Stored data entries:
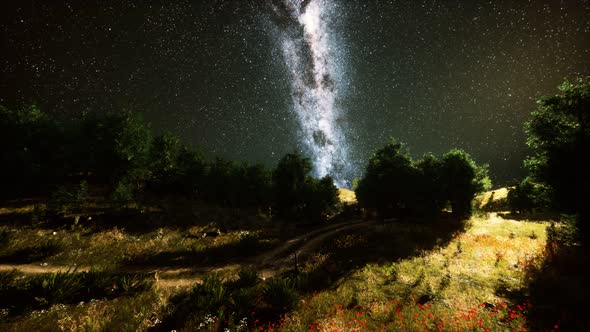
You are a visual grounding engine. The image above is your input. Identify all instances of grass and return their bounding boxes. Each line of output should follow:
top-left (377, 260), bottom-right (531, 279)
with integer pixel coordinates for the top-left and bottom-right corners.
top-left (338, 188), bottom-right (356, 204)
top-left (281, 214), bottom-right (546, 331)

> [What you should do]: Convert the listing into a Markdown table with the columns Row and Line, giving each line its own numbered row. Skip blank lines and leave the pictures out.

> [Result below]:
| Row | Line |
|---|---|
| 1 | You are a visual grounding engine. The image above is your input. Identify all instances of grass and return their bounding boxes. Each line of output should follow: |
| 2 | top-left (377, 260), bottom-right (531, 279) |
| 3 | with integer pixel coordinates for the top-left and bottom-right corners. |
| 4 | top-left (338, 188), bottom-right (356, 204) |
| 5 | top-left (281, 214), bottom-right (546, 331) |